◆ **SHORT PROBLEM**
Give the data below again exactly as written, without its pictures.

___ THE DATA ___

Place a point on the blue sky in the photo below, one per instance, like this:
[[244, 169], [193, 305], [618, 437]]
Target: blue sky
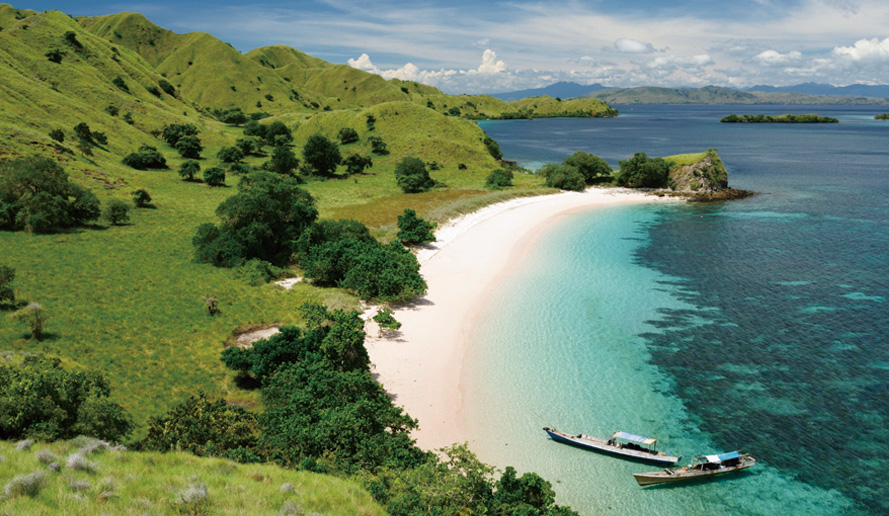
[[464, 46]]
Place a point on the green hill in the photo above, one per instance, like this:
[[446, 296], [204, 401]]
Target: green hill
[[86, 477]]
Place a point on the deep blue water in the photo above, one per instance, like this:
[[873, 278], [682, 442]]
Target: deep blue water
[[776, 334]]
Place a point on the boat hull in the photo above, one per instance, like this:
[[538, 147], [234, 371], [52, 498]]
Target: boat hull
[[595, 444], [683, 475]]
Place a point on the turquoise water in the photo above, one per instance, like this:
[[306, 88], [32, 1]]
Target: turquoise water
[[758, 324]]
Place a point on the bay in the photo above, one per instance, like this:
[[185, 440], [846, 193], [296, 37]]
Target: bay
[[758, 324]]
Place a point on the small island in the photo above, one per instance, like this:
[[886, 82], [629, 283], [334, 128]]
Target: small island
[[781, 119]]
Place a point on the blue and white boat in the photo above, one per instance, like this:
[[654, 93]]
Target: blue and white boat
[[620, 444]]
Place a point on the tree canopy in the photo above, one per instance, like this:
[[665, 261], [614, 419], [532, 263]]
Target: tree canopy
[[262, 220], [36, 196]]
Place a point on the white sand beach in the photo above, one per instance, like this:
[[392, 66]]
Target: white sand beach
[[421, 365]]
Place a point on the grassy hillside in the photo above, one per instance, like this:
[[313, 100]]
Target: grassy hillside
[[714, 95], [92, 479]]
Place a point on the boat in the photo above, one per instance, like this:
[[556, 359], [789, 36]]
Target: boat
[[702, 466], [620, 444]]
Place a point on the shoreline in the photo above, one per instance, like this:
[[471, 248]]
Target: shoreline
[[421, 365]]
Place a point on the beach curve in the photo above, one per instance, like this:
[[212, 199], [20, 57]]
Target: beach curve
[[421, 365]]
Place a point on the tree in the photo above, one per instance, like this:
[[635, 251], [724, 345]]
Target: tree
[[205, 428], [283, 161], [117, 212], [412, 176], [189, 146], [348, 135], [590, 166], [499, 179], [141, 198], [230, 155], [40, 400], [7, 293], [262, 220], [36, 196], [35, 316], [322, 154], [214, 176], [413, 229], [640, 171], [356, 164], [188, 169]]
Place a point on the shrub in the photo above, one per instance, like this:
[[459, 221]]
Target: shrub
[[117, 212], [499, 179], [348, 135], [120, 83], [36, 196], [146, 158], [322, 154], [26, 485], [412, 176], [188, 169], [7, 293], [141, 198], [214, 176], [413, 229]]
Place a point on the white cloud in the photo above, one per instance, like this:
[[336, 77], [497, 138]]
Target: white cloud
[[775, 58], [632, 46], [865, 50]]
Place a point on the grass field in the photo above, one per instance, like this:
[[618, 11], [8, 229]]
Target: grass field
[[107, 481]]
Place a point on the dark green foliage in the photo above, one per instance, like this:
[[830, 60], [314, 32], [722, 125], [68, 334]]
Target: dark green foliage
[[174, 132], [499, 179], [640, 171], [413, 229], [348, 135], [283, 161], [593, 168], [120, 83], [7, 293], [54, 55], [204, 428], [356, 164], [378, 146], [564, 177], [322, 154], [249, 146], [36, 196], [277, 133], [230, 155], [262, 220], [82, 132], [493, 147], [141, 198], [214, 176], [146, 158], [188, 169], [167, 87], [412, 176], [117, 212], [40, 400]]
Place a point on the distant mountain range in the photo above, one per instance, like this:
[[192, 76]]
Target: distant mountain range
[[807, 93]]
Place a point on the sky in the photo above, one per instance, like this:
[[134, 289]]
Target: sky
[[474, 46]]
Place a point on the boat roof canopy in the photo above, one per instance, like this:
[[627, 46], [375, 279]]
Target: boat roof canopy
[[722, 457], [648, 441]]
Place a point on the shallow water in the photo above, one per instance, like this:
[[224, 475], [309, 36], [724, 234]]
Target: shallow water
[[757, 324]]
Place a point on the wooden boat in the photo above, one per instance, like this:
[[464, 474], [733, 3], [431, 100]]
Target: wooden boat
[[621, 444], [702, 466]]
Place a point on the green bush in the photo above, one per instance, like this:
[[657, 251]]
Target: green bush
[[36, 196]]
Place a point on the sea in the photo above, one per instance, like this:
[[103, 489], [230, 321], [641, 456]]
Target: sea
[[759, 325]]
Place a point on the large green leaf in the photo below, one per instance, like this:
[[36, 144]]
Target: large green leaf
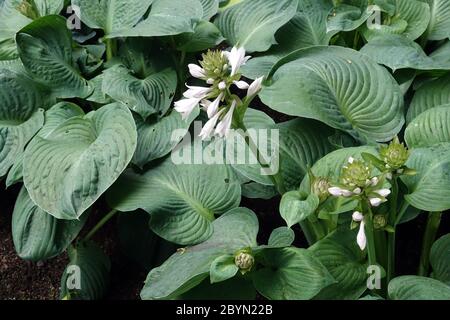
[[418, 288], [53, 118], [439, 258], [37, 235], [432, 94], [45, 48], [429, 128], [182, 199], [166, 17], [339, 87], [67, 171], [156, 138], [112, 16], [301, 143], [235, 230], [346, 263], [439, 27], [252, 23], [429, 189], [290, 274], [399, 52], [147, 96], [20, 115], [410, 18], [307, 28], [92, 267]]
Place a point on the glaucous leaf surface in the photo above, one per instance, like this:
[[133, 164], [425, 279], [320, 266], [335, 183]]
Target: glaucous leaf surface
[[38, 236], [68, 170], [418, 288], [290, 274], [45, 48], [182, 199], [234, 230], [89, 264], [339, 87], [252, 23]]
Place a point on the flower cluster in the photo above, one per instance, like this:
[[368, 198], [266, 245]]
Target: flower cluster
[[220, 71]]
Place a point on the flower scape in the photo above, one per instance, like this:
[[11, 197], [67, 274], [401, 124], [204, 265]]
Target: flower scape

___

◆ **THE COMPLETED TASK**
Place a point on the blue sky in the photo below, one per instance, like this:
[[244, 169], [193, 305], [618, 437]]
Target: blue sky
[[464, 46]]
Place a point on the green hill in the photo above, one per instance, like this:
[[446, 296], [204, 401]]
Target: green hill
[[86, 477]]
Place a point on the deep blue water in the photo above, one per instance, like this:
[[873, 278], [682, 442]]
Target: deep blue water
[[776, 334]]
Place a point on the boat hull in the photo above, one per instance, like this:
[[538, 147], [234, 371], [52, 498]]
Target: boat hull
[[595, 444], [683, 475]]
Place a point on the turquoise water in the photo above, one per instance, like this:
[[306, 88], [32, 1]]
Target: turquoise water
[[758, 324]]
Place a point on the bay in the photo above, one per instance, like this:
[[185, 440], [846, 193], [296, 37]]
Target: bay
[[758, 324]]
Place a point on the small island in the photo above, one per instance, like this:
[[886, 82], [629, 283], [334, 128]]
Target: small island
[[781, 119]]
Place a point on the blue and white boat in the photo above, one per instance, like this:
[[654, 93]]
Target: blue and white boat
[[620, 444]]
Place a point on the tree canopy in the photo above, one per instance, like this:
[[665, 261], [614, 419], [532, 263]]
Target: tree canopy
[[262, 220], [36, 196]]
Place a point on the white sand beach in the photo above, one per instance, like this:
[[392, 66]]
Target: white sand beach
[[421, 365]]
Place a point on the grassy hillside in the photo above, one per instance, like this:
[[313, 100]]
Target: grassy hillside
[[714, 95], [92, 479]]
Place a point on the boat in the photo above, one per instance, like this:
[[556, 359], [789, 36]]
Target: boat
[[702, 466], [620, 444]]
Place a point on the shoreline in the photo above, one per instance, like this:
[[471, 248]]
Target: shoreline
[[421, 365]]
Place a point on the beach curve in the photo above, one per instance, like this:
[[212, 199], [20, 57]]
Target: beach curve
[[421, 365]]
Place a point on the tree in the photo above, one per instance, like this:
[[635, 251], [724, 345]]
Target: tree
[[205, 428], [283, 161], [117, 212], [412, 176], [189, 146], [348, 135], [590, 166], [499, 179], [141, 198], [230, 155], [40, 400], [7, 293], [262, 220], [36, 196], [35, 316], [322, 154], [214, 176], [413, 229], [640, 171], [356, 164], [188, 169]]
Place a point on the shrub in the photo above, one per instance, like this:
[[459, 221]]
Target: shrub
[[117, 212], [499, 179], [348, 135], [120, 83], [36, 196], [146, 158], [322, 154], [26, 485], [412, 176], [188, 169], [7, 293], [141, 198], [214, 176], [413, 229]]
Place a point on the white cloud in the photo above, one per instance, like this:
[[336, 77], [497, 138]]
Target: white cloud
[[775, 58], [632, 46], [865, 50]]
Place a point on the grass field in the photo above, one per instance, like this:
[[618, 11], [8, 229]]
Target: grass field
[[107, 481]]
Place a point on the dark green foliage in the photo above, one per instance, like this:
[[830, 60], [314, 32], [722, 125], [68, 334]]
Target: dark green foliage
[[174, 132], [499, 179], [640, 171], [413, 229], [348, 135], [283, 161], [593, 168], [120, 83], [7, 293], [54, 55], [204, 428], [356, 164], [378, 146], [564, 177], [322, 154], [249, 146], [36, 196], [277, 133], [230, 155], [262, 220], [82, 132], [493, 147], [141, 198], [214, 176], [146, 158], [188, 169], [167, 87], [412, 176], [117, 212], [40, 400]]
Place a point on the distant mountain range in the photo above, one per instance, like this:
[[192, 76]]
Target: distant mountain range
[[807, 93]]
Place a point on the sky in the photo above, one per instance, like this:
[[134, 289]]
Target: sky
[[474, 46]]
Place a point on the boat roof canopy in the photo above, one per instance, like this:
[[627, 46], [375, 279]]
Target: boat roof canopy
[[722, 457], [648, 441]]
Place a point on the shallow water in the photo above, one per instance, like this:
[[224, 475], [309, 36], [724, 234]]
Target: shallow water
[[757, 324]]
Place a point on the wooden boat in the photo above, one per instance, like this:
[[464, 474], [733, 3], [431, 100]]
Target: wooden boat
[[621, 444], [702, 466]]
Place a point on the green bush in the photo above, one per instance, like this:
[[657, 251]]
Target: green bush
[[36, 196]]
Place a point on the sea in the photo above, one per instance, like this:
[[103, 489], [230, 321], [641, 456]]
Target: sea
[[759, 325]]
Place a point on the large green leaf in the photo below, one per instance, like this:
[[36, 144]]
Target: large green leaf
[[418, 288], [53, 118], [439, 258], [37, 235], [432, 94], [45, 48], [429, 128], [182, 199], [166, 17], [339, 87], [67, 171], [156, 138], [112, 16], [301, 143], [235, 230], [346, 263], [439, 27], [252, 23], [429, 189], [290, 274], [399, 52], [147, 96], [20, 115], [410, 18], [307, 28], [92, 267]]
Place a point on the glaucous leaf surface in the photo above, one per instance, like this:
[[133, 164], [425, 279], [320, 266], [335, 183]]
Target: glaucous leaf surface
[[38, 236], [68, 170], [418, 288], [290, 274], [45, 48], [182, 199], [234, 230], [89, 264], [339, 87], [252, 23]]
Place a point on the flower cluster in the photo above, one per instance, like this:
[[368, 198], [266, 245]]
Target: flower cluster
[[220, 71]]
Place a point on the flower scape in the photo above, one per instance, like this:
[[11, 197], [67, 274], [401, 124], [204, 265]]
Target: flower scape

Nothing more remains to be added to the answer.